> WHAT TO DO:
For this exercise, output the line containing "of the overcast" and all lines after it to the end of the records, exactly, with no other content.

> SOURCE DATA:
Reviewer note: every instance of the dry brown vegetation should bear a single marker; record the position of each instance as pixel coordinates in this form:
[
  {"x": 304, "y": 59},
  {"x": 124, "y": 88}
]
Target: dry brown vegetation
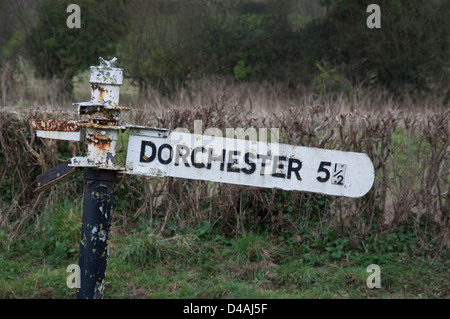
[{"x": 409, "y": 151}]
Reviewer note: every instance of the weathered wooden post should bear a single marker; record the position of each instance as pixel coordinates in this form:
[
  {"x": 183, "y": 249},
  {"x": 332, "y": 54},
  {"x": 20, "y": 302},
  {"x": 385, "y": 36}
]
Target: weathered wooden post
[{"x": 101, "y": 129}]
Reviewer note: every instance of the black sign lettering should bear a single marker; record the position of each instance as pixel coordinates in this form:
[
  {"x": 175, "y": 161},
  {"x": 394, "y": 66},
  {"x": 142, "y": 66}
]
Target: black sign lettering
[
  {"x": 278, "y": 165},
  {"x": 252, "y": 165},
  {"x": 161, "y": 148},
  {"x": 295, "y": 170},
  {"x": 194, "y": 152},
  {"x": 182, "y": 152},
  {"x": 232, "y": 161}
]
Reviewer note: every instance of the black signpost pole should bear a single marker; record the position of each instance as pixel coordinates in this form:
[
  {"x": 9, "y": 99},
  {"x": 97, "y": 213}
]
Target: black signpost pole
[{"x": 96, "y": 221}]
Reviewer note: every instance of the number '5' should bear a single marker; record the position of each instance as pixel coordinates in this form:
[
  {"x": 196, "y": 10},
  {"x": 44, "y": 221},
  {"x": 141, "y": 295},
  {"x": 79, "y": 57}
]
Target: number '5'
[{"x": 323, "y": 169}]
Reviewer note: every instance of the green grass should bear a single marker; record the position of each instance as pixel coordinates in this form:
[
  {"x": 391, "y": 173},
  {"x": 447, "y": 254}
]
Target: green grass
[{"x": 204, "y": 264}]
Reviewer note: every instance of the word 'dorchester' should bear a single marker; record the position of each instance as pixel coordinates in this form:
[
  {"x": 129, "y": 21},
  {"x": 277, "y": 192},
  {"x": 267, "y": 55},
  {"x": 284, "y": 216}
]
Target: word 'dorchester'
[{"x": 227, "y": 160}]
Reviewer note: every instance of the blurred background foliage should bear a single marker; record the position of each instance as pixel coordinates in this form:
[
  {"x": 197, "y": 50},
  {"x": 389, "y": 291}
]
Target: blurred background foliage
[{"x": 295, "y": 43}]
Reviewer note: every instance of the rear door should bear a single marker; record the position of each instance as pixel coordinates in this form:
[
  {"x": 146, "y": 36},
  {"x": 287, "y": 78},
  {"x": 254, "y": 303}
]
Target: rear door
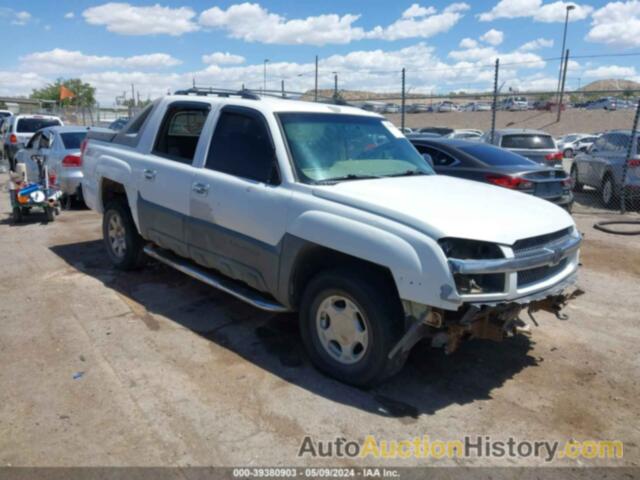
[
  {"x": 238, "y": 208},
  {"x": 164, "y": 176}
]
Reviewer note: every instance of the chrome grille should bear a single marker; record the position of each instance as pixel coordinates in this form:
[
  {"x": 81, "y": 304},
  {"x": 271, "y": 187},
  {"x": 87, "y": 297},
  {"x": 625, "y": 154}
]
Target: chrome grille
[
  {"x": 527, "y": 245},
  {"x": 534, "y": 275}
]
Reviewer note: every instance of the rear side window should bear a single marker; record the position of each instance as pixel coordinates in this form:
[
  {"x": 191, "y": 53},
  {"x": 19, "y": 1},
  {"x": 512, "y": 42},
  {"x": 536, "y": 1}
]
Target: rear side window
[
  {"x": 30, "y": 125},
  {"x": 530, "y": 142},
  {"x": 72, "y": 140},
  {"x": 241, "y": 146},
  {"x": 439, "y": 158},
  {"x": 496, "y": 156},
  {"x": 180, "y": 131}
]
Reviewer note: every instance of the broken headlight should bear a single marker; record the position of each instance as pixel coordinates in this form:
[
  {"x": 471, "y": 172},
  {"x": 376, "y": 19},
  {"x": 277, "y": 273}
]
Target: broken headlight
[{"x": 463, "y": 249}]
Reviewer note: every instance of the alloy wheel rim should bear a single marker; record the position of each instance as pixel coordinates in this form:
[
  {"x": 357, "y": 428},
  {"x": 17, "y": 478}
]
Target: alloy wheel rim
[
  {"x": 116, "y": 234},
  {"x": 342, "y": 329}
]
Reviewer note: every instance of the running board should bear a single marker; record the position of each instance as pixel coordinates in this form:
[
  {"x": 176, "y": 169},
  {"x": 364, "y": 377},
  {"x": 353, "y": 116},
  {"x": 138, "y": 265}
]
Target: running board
[{"x": 236, "y": 289}]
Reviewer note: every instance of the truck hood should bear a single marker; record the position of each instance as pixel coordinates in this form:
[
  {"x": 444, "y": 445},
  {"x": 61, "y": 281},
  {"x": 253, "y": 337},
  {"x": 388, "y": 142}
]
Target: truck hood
[{"x": 442, "y": 206}]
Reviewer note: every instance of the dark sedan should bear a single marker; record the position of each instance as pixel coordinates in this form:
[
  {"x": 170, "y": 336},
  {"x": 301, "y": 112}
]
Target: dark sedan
[{"x": 489, "y": 164}]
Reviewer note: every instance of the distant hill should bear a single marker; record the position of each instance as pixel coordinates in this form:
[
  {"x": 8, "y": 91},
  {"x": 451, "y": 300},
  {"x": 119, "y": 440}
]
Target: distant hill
[{"x": 602, "y": 85}]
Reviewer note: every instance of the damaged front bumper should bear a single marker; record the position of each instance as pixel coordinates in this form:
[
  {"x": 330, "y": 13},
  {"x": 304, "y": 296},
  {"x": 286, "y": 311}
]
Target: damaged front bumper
[{"x": 481, "y": 320}]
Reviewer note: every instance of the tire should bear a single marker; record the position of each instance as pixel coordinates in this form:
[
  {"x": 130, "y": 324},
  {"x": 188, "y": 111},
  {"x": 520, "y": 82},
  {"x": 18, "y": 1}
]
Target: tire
[
  {"x": 49, "y": 213},
  {"x": 608, "y": 195},
  {"x": 16, "y": 215},
  {"x": 380, "y": 325},
  {"x": 121, "y": 238},
  {"x": 577, "y": 186}
]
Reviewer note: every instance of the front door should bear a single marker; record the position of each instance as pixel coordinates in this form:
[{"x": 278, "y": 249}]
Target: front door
[{"x": 238, "y": 209}]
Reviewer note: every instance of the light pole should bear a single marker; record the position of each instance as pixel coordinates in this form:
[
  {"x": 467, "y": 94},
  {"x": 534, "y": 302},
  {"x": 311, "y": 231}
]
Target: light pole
[
  {"x": 564, "y": 41},
  {"x": 264, "y": 76}
]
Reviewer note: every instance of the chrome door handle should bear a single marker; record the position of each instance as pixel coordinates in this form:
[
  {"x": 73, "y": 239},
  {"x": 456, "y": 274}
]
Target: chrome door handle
[{"x": 200, "y": 188}]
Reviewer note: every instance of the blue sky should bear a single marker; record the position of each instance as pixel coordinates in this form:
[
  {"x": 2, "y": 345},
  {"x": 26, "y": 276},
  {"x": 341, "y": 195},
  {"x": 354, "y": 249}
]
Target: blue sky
[{"x": 443, "y": 45}]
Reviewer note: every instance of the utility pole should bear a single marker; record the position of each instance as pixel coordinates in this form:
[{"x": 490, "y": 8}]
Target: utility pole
[
  {"x": 625, "y": 168},
  {"x": 564, "y": 41},
  {"x": 494, "y": 105},
  {"x": 403, "y": 103},
  {"x": 564, "y": 79},
  {"x": 315, "y": 95},
  {"x": 264, "y": 76}
]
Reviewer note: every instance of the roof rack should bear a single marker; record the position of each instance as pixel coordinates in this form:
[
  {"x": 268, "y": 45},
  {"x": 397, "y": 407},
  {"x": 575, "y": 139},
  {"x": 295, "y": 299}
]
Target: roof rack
[{"x": 200, "y": 91}]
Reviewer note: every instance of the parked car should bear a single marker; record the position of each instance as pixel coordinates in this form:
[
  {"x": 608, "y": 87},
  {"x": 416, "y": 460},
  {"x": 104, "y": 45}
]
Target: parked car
[
  {"x": 5, "y": 115},
  {"x": 602, "y": 167},
  {"x": 442, "y": 131},
  {"x": 606, "y": 103},
  {"x": 21, "y": 128},
  {"x": 331, "y": 212},
  {"x": 119, "y": 123},
  {"x": 477, "y": 107},
  {"x": 575, "y": 142},
  {"x": 59, "y": 148},
  {"x": 534, "y": 144},
  {"x": 466, "y": 134},
  {"x": 419, "y": 108},
  {"x": 515, "y": 104},
  {"x": 391, "y": 108},
  {"x": 489, "y": 164}
]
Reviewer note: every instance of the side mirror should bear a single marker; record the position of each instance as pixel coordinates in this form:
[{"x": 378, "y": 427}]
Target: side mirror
[{"x": 428, "y": 159}]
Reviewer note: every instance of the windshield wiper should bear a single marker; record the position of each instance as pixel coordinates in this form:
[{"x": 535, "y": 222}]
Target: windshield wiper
[
  {"x": 351, "y": 176},
  {"x": 408, "y": 173}
]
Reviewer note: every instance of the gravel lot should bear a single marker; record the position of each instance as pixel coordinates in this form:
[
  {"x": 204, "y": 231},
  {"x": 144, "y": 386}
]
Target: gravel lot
[
  {"x": 172, "y": 372},
  {"x": 572, "y": 120}
]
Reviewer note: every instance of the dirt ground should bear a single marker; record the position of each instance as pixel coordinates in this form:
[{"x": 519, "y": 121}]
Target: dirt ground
[
  {"x": 571, "y": 121},
  {"x": 152, "y": 368}
]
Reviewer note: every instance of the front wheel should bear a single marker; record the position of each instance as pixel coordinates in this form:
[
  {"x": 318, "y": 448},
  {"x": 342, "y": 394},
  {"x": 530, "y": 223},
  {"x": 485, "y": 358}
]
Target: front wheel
[
  {"x": 121, "y": 238},
  {"x": 349, "y": 323}
]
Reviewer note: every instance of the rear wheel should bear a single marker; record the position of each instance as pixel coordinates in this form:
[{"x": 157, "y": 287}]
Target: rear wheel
[
  {"x": 608, "y": 193},
  {"x": 577, "y": 186},
  {"x": 349, "y": 324},
  {"x": 49, "y": 214},
  {"x": 121, "y": 238}
]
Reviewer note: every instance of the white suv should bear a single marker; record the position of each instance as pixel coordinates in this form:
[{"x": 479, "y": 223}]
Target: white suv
[{"x": 329, "y": 211}]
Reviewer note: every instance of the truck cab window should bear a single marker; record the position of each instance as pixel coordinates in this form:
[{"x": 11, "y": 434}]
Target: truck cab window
[
  {"x": 241, "y": 146},
  {"x": 180, "y": 131}
]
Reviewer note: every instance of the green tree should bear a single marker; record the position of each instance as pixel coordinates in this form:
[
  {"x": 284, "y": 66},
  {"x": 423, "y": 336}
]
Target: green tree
[{"x": 84, "y": 92}]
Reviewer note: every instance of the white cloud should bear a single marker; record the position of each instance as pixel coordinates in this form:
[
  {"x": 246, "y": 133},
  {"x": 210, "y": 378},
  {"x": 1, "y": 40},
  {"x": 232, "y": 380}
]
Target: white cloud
[
  {"x": 536, "y": 44},
  {"x": 610, "y": 71},
  {"x": 493, "y": 37},
  {"x": 468, "y": 43},
  {"x": 425, "y": 25},
  {"x": 548, "y": 13},
  {"x": 127, "y": 19},
  {"x": 415, "y": 10},
  {"x": 222, "y": 58},
  {"x": 60, "y": 61},
  {"x": 19, "y": 18},
  {"x": 616, "y": 24},
  {"x": 253, "y": 23}
]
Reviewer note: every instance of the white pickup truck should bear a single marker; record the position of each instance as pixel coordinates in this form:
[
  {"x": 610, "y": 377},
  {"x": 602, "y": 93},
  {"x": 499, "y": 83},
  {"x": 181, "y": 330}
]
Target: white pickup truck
[{"x": 328, "y": 211}]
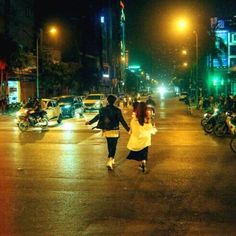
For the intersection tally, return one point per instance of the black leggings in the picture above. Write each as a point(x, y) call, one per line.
point(111, 145)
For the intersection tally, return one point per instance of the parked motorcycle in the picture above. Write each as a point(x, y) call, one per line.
point(205, 118)
point(212, 121)
point(28, 118)
point(225, 126)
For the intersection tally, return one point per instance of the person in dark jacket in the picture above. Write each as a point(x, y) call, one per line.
point(111, 130)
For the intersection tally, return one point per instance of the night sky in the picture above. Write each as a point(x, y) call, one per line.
point(149, 39)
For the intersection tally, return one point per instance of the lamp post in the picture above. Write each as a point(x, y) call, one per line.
point(196, 58)
point(51, 31)
point(182, 25)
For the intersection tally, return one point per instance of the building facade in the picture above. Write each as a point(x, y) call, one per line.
point(221, 66)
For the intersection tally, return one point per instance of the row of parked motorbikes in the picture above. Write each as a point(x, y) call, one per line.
point(30, 118)
point(221, 123)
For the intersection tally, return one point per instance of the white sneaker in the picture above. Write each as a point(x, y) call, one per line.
point(109, 164)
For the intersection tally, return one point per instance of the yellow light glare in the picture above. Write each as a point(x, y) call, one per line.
point(53, 30)
point(182, 24)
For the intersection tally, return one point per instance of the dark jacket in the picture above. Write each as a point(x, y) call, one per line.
point(115, 117)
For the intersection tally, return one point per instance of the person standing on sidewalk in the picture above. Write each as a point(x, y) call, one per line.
point(108, 119)
point(141, 129)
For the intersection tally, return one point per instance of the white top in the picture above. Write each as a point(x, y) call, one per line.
point(140, 135)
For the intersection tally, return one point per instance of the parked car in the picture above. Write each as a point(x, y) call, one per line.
point(94, 102)
point(70, 104)
point(51, 107)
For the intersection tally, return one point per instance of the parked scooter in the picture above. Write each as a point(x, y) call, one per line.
point(28, 118)
point(225, 126)
point(212, 121)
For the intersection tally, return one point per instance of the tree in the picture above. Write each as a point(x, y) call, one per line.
point(131, 82)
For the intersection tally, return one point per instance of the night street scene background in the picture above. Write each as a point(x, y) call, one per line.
point(53, 174)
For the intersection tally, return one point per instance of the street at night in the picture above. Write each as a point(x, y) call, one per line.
point(56, 182)
point(117, 118)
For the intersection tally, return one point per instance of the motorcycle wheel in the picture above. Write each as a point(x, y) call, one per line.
point(204, 122)
point(59, 120)
point(232, 144)
point(208, 128)
point(44, 123)
point(23, 125)
point(220, 129)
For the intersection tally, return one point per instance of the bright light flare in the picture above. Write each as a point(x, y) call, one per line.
point(182, 24)
point(162, 91)
point(53, 30)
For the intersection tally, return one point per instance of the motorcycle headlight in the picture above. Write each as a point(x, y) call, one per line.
point(18, 113)
point(97, 104)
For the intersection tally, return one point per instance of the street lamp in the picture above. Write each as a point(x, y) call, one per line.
point(182, 25)
point(52, 31)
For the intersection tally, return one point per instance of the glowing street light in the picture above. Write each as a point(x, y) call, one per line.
point(184, 52)
point(182, 25)
point(52, 31)
point(185, 64)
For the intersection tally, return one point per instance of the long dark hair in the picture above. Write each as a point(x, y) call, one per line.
point(141, 112)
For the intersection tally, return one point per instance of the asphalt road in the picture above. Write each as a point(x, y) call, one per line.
point(56, 182)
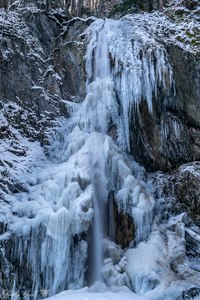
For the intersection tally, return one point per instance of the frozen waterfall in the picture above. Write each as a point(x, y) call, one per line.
point(57, 225)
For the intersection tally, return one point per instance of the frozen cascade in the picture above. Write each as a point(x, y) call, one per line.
point(51, 222)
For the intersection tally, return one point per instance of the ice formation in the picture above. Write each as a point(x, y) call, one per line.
point(88, 158)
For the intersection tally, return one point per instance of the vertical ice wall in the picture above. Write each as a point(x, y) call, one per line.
point(49, 224)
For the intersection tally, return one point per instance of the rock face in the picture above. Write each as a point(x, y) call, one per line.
point(31, 58)
point(42, 73)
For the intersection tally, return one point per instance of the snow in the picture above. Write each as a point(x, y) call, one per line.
point(114, 293)
point(65, 192)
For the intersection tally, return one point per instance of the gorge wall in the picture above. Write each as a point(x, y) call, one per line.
point(43, 74)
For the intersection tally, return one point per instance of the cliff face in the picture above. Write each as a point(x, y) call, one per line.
point(42, 78)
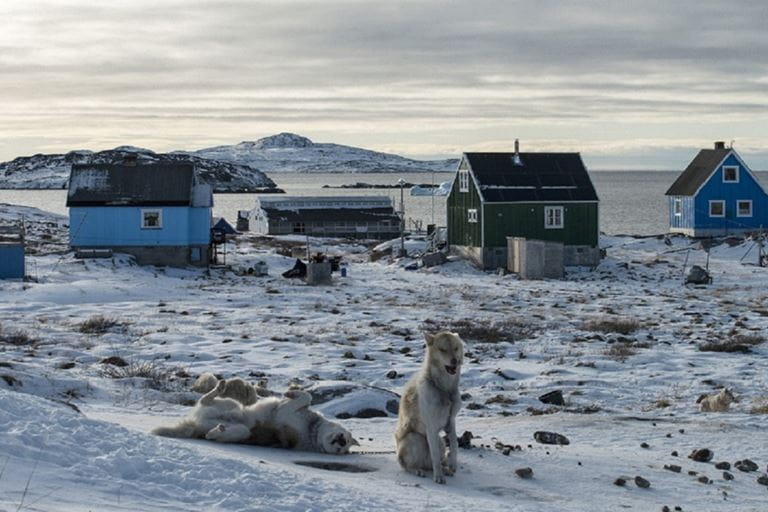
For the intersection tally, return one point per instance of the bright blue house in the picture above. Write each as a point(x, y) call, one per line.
point(157, 212)
point(717, 195)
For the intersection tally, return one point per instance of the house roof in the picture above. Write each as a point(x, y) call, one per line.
point(156, 184)
point(531, 177)
point(697, 172)
point(323, 202)
point(332, 215)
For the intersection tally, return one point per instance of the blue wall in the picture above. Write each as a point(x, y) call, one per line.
point(746, 189)
point(121, 226)
point(11, 261)
point(686, 218)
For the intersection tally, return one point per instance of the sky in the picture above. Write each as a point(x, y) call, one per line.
point(629, 84)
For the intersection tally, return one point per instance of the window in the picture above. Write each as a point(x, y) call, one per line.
point(730, 174)
point(151, 219)
point(744, 208)
point(463, 181)
point(553, 217)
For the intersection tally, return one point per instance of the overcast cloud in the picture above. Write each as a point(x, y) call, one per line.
point(629, 84)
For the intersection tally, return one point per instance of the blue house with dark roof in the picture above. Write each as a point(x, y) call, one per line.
point(157, 212)
point(717, 195)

> YOUR SOLUTION:
For the intersection tally, return one point per instance of the overcast cloud in the picture above. Write each as a point(x, y) call, one per line.
point(629, 84)
For the intersection tally, return one point per instance of the blue house with dark roof in the picture above. Write each as a point(x, y) call, one per line.
point(157, 212)
point(717, 195)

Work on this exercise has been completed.